▸ SUPPLIED PASSAGE:

☆ ☆ ☆ ☆ ☆

A recent report in Seeking Alpha makes the case that Tesla will come to dominate what will be one of the biggest and most rapid economic shifts in U.S. history – the switch to electric vehicles and the autonomous driving which will quickly follow.
The blog, written by Simplify Asset Management says that the move to electric vehicles and autonomous driving will create trillions of dollars of value and have the largest impact on society since the iPhone.
But like the iPhone, few today realize the magnitude of the shift that will begin to take shape in the last quarter of this year.
While some automotive analysts hold out hope that the massive power of Ford or General Motors will be able to catch up to Tesla and eventually crush it, others see Tesla’s advantage as overwhelming to the point of dominating the electric vehicle market for years to come, much like Google dominates the search market today.
Very few people understand the swiftness of the changeover to all-electric vehicles. General Motors claims it will be selling 30 all-electric models by 2025 and go all-electric by 2035. Joe Biden claims the U.S. automotive industry will be fully electric by 2050.
However, that will require some major beefing up of the U.S. power grid. This month, California started begging drivers of electric vehicles to minimize their use of charging their cars to prevent rolling blackouts. Normally brightly-lit grocery stores have reduced their lighting to minimal levels and some municipalities have even turned off stop lights.
But the electric vehicle race goes on and increases in ferocity every day.
The most interesting aspect of Tesla’s electric vehicle concept is the end-point of complete Level 5 autonomy. In other words, driving without the need of human intervention. There are 6 levels of vehicle autonomy as defined by the Society of Automotive Engineers (SAE).
Level 0 is no driving automation.

☆ ☆ ☆ ☆ ☆

▸ MATERIAL SUPPLIED:
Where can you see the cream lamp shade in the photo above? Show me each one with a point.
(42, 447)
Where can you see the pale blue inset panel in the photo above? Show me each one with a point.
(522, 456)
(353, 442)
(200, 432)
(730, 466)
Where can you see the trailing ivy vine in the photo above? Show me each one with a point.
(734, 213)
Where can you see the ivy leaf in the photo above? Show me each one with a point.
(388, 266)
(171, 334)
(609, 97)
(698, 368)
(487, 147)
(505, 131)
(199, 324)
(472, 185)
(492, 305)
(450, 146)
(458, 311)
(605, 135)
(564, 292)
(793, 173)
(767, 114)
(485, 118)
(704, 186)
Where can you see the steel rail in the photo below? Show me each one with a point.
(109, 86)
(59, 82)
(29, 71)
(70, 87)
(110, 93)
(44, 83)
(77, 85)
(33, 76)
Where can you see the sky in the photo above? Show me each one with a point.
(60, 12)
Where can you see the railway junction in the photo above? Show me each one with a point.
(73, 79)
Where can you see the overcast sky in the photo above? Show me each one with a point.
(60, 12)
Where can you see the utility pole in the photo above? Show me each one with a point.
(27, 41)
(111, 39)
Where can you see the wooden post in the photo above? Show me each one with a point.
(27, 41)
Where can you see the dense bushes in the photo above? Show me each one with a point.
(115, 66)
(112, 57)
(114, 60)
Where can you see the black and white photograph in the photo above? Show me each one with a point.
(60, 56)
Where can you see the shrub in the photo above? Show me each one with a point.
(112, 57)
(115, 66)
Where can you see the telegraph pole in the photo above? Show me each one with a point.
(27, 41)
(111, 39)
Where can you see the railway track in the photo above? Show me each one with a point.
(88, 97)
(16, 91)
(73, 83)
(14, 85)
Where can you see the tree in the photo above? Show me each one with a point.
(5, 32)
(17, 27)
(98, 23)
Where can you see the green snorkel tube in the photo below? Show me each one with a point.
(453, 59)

☆ ☆ ☆ ☆ ☆

▸ TASK LIST:
• 1. Print the part of the electric vehicle article from "The most interesting" up to and including "no driving automation.".
• 2. For each statement, answer yes or no according to the electric vehicle article, quoting the words that decide it: (a) General Motors says it will go all-electric by 2035. (b) The Society of Automotive Engineers defines five levels of vehicle autonomy. (c) California asked drivers of electric vehicles to charge their cars more to avoid blackouts.

▸ RESULTS FOR THE EXERCISE:
• 1.
The most interesting aspect of Tesla’s electric vehicle concept is the end-point of complete Level 5 autonomy. In other words, driving without the need of human intervention. There are 6 levels of vehicle autonomy as defined by the Society of Automotive Engineers (SAE).
Level 0 is no driving automation.

• 2.
(a) Yes: "General Motors claims it will be selling 30 all-electric models by 2025 and go all-electric by 2035."
(b) No: "There are 6 levels of vehicle autonomy as defined by the Society of Automotive Engineers (SAE)."
(c) No: "California started begging drivers of electric vehicles to minimize their use of charging their cars to prevent rolling blackouts."